> [Task description]
Print the data that follows without changing a single word.

> [Data section]
● ● ● ●
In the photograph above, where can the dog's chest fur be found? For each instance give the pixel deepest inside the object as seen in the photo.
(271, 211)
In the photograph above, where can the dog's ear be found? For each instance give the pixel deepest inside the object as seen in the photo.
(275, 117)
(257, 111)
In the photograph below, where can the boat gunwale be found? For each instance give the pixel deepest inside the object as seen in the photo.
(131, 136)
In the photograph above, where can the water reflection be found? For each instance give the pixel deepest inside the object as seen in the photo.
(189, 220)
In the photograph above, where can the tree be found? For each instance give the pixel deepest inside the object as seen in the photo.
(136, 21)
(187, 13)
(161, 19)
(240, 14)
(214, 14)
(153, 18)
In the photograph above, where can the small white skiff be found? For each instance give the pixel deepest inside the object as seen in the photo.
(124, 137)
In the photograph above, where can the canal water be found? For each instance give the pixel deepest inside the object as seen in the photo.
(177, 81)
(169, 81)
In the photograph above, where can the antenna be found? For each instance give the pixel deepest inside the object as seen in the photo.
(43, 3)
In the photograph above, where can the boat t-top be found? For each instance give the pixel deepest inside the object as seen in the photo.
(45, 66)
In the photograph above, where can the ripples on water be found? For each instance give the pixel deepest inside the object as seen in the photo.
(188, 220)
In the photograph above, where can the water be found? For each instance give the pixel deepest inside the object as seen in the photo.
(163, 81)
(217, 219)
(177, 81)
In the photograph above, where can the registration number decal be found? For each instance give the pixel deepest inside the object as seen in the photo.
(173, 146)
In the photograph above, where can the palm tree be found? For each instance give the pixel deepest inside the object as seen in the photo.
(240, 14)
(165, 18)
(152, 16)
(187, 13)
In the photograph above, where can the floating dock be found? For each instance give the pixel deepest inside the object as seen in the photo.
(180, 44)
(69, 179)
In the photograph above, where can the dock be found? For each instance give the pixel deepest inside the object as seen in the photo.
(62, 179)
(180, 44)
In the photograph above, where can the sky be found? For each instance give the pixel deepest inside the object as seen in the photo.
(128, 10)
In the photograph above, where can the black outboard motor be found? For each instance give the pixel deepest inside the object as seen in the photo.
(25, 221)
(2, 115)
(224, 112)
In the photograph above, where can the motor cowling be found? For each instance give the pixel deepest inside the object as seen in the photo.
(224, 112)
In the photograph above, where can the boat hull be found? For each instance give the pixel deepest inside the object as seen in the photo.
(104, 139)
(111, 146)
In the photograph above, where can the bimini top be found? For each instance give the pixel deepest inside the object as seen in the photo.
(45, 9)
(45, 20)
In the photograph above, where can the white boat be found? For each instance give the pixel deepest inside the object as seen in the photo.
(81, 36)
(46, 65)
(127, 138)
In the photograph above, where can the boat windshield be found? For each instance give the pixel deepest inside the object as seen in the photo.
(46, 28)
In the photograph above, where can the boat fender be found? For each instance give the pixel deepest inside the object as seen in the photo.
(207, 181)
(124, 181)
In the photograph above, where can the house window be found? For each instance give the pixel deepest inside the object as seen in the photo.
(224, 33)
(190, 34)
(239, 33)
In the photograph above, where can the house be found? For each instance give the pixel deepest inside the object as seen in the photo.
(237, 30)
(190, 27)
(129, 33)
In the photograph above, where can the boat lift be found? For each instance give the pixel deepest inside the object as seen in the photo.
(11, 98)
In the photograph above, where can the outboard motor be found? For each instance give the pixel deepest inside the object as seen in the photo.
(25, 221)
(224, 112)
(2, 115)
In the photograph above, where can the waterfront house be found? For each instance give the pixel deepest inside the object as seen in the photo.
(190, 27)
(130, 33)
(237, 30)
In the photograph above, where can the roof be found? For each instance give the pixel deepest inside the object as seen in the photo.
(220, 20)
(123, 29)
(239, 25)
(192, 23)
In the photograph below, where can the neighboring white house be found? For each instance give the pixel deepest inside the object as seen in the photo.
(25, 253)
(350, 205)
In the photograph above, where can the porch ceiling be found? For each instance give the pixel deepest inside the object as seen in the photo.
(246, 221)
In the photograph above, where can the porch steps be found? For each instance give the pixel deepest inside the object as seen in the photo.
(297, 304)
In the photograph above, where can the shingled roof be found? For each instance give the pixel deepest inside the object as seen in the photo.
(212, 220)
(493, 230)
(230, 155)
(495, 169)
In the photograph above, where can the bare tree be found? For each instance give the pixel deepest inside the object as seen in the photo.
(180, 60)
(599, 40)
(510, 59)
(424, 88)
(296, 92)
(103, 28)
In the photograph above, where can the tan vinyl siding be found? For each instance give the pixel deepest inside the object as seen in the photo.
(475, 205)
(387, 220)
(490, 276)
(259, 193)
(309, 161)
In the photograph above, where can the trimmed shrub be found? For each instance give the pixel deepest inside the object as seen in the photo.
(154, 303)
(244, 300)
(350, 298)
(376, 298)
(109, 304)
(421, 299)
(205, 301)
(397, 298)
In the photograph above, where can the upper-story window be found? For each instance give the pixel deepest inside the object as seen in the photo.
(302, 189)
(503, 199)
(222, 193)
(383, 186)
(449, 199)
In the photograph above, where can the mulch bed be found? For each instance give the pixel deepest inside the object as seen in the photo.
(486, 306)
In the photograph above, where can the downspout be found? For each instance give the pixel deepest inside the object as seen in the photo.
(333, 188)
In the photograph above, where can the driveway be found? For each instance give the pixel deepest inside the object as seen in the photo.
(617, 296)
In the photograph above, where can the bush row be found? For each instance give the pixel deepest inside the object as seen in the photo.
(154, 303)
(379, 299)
● ● ● ●
> [Your solution]
In the photograph above, where can the dog's chest fur be found? For each instance give the pixel deepest inside the object as seen in the photo.
(271, 211)
In the photograph above, where can the dog's ear be found? For each instance give the pixel deepest inside the object as seen in the photo.
(275, 117)
(257, 111)
In the photograph below, where can the boat gunwale be found? For each instance give the pixel deepest inside the object as seen in the photo.
(131, 136)
In the photograph above, where can the water reflection be found? For each instance give the pixel deepest inside the object as seen in the photo.
(189, 220)
In the photograph above, where can the tree be found? For each instance give the pixel deepest inside the object as seen in the photo.
(136, 21)
(187, 13)
(161, 19)
(240, 14)
(214, 14)
(153, 18)
In the photograph above, where can the small white skiff be found? For each instance give the pixel deepest inside the object as seen in the photo.
(124, 137)
In the photograph above, where can the canal water be found? For each instance give the pixel deepest inside the object as seen in the photo.
(177, 81)
(169, 81)
In the photograph above, where can the antenna be found? For each instance give the pixel deepest inside the object as seen in the photo.
(43, 3)
In the photograph above, where can the boat t-top be found? For each instance give the pixel deepest inside the object as seen in the photo.
(45, 66)
In the photograph above, where can the ripples on water be found? For each instance give the pixel deepest inside the object as seen in the photo.
(188, 220)
In the photograph above, where can the water be found? For each instance give the pixel deepest inside the object as seen in the photo.
(163, 81)
(217, 219)
(177, 81)
In the photograph above, where can the registration number decal be found? For each instance give the pixel deepest inside the object as seen in the photo.
(173, 146)
In the photograph above, where can the palm tree be found? For each instance give the pixel deepest inside the object as seen in the photo.
(240, 14)
(165, 18)
(152, 16)
(187, 13)
In the photograph above, where can the floating dock be found? For each instance give the pixel deepest inside the object as seen in the photo.
(180, 44)
(69, 179)
In the photograph above, where can the dock be found? For each instance give the pixel deepest inside the object as seen in the photo.
(62, 179)
(180, 44)
In the photograph above, where can the sky be found? For each instance give the pixel deepest inside the object as seen in the photo.
(128, 10)
In the photograph above, where can the black outboard motor be found? For each instance give the pixel deepest inside the object as seen in the photo.
(25, 221)
(2, 115)
(224, 112)
In the photograph above, where can the motor cowling be found? For each instance give the pixel deepest inside the object as seen in the photo.
(224, 112)
In the photograph above, where can the boat hull be found? For each instance give the pixel deepest inside the object as seen in the photo.
(104, 139)
(111, 146)
In the photograph above, where can the bimini top be found? For each instance give the pixel deepest inside the object as seen in the photo.
(45, 9)
(45, 20)
In the photograph above, where can the white boat be found? For each instance give the pixel deepest inside the object as seen in the photo.
(81, 36)
(46, 65)
(127, 138)
In the photograph above, where can the boat windshield be found? For each instance give the pixel deepest inside the object as seen in the photo.
(46, 28)
In the photograph above, where can the boat fender be found? For each instance give the pixel deepest inside the object as seen in the photo.
(207, 181)
(124, 181)
In the photograph above, where can the house window be found? For each instance give the pixel deepest inside the object as seen in the photo.
(224, 33)
(190, 34)
(239, 33)
In the photograph above, where can the house be found? For each instance give the pixel deepest inside the object as seen in the photo.
(237, 30)
(190, 27)
(129, 33)
In the photograph above, where can the boat lift be found? For each instance give the pixel deepest inside the object as seen in the photo.
(11, 98)
In the photograph above, where can the outboard motor be found? For each instance give the pixel deepest inside the object as seen in the photo.
(25, 221)
(224, 112)
(2, 115)
In the photograph above, where can the waterfront house be found? For each instance give the pixel deepest inside the object as seen in the photo.
(190, 27)
(130, 33)
(237, 30)
In the photograph above, where can the roof be found? For each instance give the pixel deepest inside the object as seen in the photo.
(220, 20)
(123, 29)
(239, 25)
(192, 23)
In the photograph below, where can the neighboring white house be found? For each instance give the pixel deepest inside the object as seen in the photo.
(25, 253)
(350, 205)
In the photograph above, where can the porch ceiling be found? For each instance give the pixel deepest inside the object as seen in the photo.
(246, 221)
In the photograph above, where can the porch steps be found? For each instance give the pixel deepest inside the object as seen in the photo.
(297, 304)
In the photograph above, where can the shingled roof be found? For each instance give the pixel deepest inside the object as seen in the photo.
(212, 220)
(493, 230)
(230, 155)
(495, 169)
In the photograph above, where can the bare tree be found? For each instance give the pixel deepest inside the object as seen in the photo.
(180, 60)
(599, 40)
(510, 59)
(424, 88)
(296, 92)
(103, 28)
In the photograph above, where can the tan vinyl siding be found? For each instance give the pixel deepest inside the object as seen in the photo.
(475, 205)
(387, 220)
(490, 276)
(259, 193)
(309, 161)
In the photograph above, where can the trimmed shrub be found? For each instance give the pixel deepest inside the object as seen in the photo.
(154, 303)
(244, 300)
(350, 298)
(376, 298)
(109, 304)
(421, 299)
(205, 301)
(397, 298)
In the photograph above, where can the upper-story window be found? For each instance give the pixel deepest inside the object as seen in the photo.
(302, 189)
(503, 199)
(222, 193)
(383, 186)
(449, 199)
In the photograph above, where can the mulch bed be found? For each instance give the pixel deepest inside the object as seen in the photo.
(486, 306)
In the photograph above, where can the downspout be found? For each instance give the pixel deepest inside the object as seen in the photo.
(333, 188)
In the photograph above, where can the driveway be found? For each instance give the pixel deepest inside the object as seen in the photo.
(617, 296)
In the photograph above, where can the bush row be found? For each instance give the pixel deepest inside the object as seen in the photo.
(154, 303)
(379, 299)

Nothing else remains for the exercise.